*Stored items*
== == ==
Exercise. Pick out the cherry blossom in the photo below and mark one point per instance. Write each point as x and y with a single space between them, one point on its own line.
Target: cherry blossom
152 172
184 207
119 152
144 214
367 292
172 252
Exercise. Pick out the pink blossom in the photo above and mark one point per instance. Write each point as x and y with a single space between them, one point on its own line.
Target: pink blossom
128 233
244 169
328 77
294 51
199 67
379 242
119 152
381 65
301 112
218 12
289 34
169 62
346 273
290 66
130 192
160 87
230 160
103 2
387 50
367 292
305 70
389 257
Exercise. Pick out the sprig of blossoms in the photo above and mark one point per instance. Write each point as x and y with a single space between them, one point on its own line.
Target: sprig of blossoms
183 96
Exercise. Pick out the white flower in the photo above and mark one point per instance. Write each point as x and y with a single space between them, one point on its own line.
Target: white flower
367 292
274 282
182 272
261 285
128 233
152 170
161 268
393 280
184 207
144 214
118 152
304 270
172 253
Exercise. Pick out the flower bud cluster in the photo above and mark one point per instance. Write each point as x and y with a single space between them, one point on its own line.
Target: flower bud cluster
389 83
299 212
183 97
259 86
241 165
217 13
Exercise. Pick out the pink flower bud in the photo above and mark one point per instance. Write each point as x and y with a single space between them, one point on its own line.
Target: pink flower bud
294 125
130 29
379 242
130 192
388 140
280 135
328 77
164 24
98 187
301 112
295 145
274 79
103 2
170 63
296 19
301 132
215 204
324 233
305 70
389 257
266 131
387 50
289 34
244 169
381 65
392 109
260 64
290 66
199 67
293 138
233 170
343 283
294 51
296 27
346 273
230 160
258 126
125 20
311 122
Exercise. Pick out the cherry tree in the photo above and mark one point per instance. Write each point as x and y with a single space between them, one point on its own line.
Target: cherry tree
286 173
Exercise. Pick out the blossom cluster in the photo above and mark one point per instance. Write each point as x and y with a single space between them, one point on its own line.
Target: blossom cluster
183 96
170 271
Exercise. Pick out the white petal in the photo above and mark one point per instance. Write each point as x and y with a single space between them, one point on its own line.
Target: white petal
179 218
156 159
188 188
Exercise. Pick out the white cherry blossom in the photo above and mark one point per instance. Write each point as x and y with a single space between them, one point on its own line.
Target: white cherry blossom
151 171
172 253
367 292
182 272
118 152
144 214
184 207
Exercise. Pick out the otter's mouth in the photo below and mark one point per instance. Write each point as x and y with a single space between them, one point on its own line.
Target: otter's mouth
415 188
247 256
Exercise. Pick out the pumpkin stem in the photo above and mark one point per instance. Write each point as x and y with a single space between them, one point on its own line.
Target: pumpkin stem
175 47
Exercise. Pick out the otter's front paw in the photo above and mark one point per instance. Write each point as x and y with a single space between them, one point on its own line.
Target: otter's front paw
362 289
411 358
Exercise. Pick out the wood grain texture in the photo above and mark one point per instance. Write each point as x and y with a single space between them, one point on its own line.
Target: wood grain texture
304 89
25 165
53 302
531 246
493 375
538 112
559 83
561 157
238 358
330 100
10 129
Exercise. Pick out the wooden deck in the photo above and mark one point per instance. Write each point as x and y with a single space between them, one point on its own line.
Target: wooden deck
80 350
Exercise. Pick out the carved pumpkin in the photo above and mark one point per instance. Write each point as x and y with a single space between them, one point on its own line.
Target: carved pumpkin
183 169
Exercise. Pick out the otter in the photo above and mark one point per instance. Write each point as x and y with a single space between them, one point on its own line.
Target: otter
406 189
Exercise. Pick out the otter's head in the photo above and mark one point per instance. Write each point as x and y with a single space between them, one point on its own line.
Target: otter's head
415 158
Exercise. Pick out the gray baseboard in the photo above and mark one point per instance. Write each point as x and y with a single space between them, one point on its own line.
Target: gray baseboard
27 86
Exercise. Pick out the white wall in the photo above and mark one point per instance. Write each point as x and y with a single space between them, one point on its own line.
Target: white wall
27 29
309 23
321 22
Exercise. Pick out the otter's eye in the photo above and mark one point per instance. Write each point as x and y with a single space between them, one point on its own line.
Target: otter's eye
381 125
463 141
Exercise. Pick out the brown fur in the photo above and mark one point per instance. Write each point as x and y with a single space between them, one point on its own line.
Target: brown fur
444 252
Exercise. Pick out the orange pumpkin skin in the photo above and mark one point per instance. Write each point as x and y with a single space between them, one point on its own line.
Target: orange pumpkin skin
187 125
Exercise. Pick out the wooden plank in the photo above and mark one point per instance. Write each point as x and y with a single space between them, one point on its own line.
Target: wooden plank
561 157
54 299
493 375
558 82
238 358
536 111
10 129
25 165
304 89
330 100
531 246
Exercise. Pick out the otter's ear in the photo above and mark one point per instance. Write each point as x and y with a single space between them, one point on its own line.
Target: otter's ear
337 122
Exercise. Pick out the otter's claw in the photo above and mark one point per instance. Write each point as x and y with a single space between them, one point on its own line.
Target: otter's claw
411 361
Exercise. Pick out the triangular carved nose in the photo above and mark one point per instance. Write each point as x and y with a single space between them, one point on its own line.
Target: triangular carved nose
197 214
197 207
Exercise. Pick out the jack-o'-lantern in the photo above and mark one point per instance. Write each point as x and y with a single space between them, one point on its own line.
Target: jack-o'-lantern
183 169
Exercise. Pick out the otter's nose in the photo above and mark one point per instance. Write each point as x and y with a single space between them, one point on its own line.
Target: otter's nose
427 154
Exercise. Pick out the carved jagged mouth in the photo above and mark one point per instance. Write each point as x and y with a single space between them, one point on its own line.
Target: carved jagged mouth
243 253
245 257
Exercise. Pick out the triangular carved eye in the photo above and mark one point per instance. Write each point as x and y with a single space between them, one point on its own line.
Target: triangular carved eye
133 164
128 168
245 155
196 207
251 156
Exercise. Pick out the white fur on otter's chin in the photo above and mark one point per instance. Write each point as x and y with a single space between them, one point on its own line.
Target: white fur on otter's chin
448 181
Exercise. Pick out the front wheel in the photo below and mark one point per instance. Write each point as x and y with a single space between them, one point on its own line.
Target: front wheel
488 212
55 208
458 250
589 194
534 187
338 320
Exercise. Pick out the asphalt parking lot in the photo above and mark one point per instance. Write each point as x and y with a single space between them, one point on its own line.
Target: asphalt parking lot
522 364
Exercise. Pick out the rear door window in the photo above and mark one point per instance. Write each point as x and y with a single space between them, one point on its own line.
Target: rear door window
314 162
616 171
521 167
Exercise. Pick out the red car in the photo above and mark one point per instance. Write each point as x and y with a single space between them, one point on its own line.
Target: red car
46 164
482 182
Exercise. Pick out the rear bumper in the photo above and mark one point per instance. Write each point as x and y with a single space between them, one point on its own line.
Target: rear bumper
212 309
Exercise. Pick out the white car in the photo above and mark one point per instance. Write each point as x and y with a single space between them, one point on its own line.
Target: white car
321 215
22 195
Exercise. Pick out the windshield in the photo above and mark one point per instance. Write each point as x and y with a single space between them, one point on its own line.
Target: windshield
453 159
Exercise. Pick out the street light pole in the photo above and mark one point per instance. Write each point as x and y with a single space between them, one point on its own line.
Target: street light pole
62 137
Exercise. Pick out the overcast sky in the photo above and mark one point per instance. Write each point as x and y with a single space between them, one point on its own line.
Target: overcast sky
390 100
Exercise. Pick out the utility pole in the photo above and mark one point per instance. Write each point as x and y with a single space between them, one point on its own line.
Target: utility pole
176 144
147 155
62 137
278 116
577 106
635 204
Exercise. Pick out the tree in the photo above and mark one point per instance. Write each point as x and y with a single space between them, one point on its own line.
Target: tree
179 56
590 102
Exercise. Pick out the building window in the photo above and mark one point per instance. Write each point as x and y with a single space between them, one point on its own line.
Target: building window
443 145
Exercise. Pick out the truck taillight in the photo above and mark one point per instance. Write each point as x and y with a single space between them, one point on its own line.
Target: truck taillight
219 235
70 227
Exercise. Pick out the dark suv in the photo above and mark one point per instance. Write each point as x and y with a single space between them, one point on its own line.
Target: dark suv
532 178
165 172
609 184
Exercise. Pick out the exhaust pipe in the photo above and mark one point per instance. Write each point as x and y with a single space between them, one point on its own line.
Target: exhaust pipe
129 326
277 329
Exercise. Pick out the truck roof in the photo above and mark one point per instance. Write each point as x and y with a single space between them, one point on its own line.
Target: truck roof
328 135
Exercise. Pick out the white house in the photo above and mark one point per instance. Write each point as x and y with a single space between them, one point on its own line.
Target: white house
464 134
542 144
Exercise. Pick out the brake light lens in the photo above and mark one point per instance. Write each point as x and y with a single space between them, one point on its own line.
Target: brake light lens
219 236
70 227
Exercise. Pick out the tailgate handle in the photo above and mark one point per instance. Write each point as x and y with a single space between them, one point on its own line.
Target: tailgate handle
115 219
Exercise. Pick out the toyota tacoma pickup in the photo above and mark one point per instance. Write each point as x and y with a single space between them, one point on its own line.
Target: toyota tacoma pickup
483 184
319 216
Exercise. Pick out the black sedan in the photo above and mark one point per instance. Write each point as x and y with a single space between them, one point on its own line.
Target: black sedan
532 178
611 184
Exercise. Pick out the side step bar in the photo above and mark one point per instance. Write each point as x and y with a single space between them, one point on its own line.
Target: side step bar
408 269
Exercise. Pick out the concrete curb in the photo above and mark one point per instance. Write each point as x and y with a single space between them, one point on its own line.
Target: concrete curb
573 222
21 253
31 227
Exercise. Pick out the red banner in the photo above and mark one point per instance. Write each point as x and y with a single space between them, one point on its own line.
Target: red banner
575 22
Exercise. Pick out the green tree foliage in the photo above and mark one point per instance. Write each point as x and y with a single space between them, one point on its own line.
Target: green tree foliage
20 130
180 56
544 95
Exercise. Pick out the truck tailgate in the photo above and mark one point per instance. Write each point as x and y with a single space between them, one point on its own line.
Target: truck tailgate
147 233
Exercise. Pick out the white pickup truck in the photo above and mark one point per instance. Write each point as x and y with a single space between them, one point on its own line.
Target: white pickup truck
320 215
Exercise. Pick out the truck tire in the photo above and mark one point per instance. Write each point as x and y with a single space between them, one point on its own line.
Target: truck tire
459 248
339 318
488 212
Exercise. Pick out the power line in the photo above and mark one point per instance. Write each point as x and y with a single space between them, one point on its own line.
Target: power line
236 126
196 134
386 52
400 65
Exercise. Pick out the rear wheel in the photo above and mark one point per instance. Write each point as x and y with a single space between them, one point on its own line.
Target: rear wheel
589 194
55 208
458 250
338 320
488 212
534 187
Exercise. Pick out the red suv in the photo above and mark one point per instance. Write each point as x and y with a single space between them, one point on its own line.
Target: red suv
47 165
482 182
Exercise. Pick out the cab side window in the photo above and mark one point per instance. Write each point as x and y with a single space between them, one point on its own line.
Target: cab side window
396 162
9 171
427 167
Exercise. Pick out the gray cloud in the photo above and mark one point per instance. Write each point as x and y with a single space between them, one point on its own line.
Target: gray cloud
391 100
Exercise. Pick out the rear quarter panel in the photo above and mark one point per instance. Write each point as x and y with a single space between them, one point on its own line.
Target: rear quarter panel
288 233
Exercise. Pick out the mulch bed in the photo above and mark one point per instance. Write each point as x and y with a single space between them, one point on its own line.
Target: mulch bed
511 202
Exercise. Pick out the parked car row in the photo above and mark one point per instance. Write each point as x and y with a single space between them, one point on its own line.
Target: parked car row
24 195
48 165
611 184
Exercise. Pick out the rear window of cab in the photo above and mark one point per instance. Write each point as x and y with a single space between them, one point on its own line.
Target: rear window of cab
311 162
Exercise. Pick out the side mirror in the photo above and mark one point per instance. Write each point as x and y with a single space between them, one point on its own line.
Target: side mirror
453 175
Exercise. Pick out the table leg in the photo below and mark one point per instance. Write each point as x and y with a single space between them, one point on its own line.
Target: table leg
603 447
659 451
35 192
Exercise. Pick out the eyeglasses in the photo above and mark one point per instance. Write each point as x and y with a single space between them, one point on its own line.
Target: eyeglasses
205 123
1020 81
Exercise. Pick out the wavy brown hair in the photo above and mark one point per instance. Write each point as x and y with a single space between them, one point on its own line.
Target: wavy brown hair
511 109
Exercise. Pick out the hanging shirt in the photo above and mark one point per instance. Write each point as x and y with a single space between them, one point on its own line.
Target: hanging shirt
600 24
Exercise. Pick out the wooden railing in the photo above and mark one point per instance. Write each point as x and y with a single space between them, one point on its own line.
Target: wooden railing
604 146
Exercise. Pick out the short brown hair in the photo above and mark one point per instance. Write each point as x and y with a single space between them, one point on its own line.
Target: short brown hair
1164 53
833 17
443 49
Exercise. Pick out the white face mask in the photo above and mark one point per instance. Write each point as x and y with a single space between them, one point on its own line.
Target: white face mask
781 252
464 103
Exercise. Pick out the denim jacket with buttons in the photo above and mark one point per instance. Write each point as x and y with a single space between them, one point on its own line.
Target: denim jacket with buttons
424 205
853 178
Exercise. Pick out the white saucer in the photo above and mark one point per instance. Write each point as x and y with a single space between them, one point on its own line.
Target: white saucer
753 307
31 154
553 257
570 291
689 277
== == ==
*JOB*
Copy out exactly the lines from the line with "Exercise. Pick out the wavy" to the end of the listing, including both of those lines, and give nothing else.

*SOLUTION TO THE EXERCISE*
Exercise. Pick out the wavy brown hair in the photo above and mark one point per instance. Write each point as x and y with a single space between them, one point on its own line.
Target: wavy brown hair
511 109
Exercise. Pick out the hanging shirt in the photo above and mark one point per instance. Write each point as x and y with a single space between them, one point on its own line.
Target: hanging shirt
600 24
Exercise. Pick out the wooden railing in the photo above and mark one point per instance. Write each point as x and y with a single space between them, one point on its own line.
Target: wooden railing
604 146
Exercise. Pick out the short brown hair in the photo above and mark one point per instance. Write each point as x and y with a single space between them, one point on its own line.
Target: short brown hair
1164 53
833 17
443 49
Exercise. Pick out the white face mask in the photo above and mark one point per instance. Write each point as x and y with a single space between them, one point on its own line.
Target: white face mask
781 252
464 103
Exercise. Pick out the denim jacket with buttons in the photo above and mark one point per instance. Write each point as x and y with a single space between them, one point on its own line.
Target: denim jacket with buttons
424 205
853 178
Exercise. Pick out the white saucer in the photo above and mark one point per instance. Write each point as x and y with a single space between them, one point on its own line.
Target: white saucer
753 307
31 154
553 257
570 291
689 277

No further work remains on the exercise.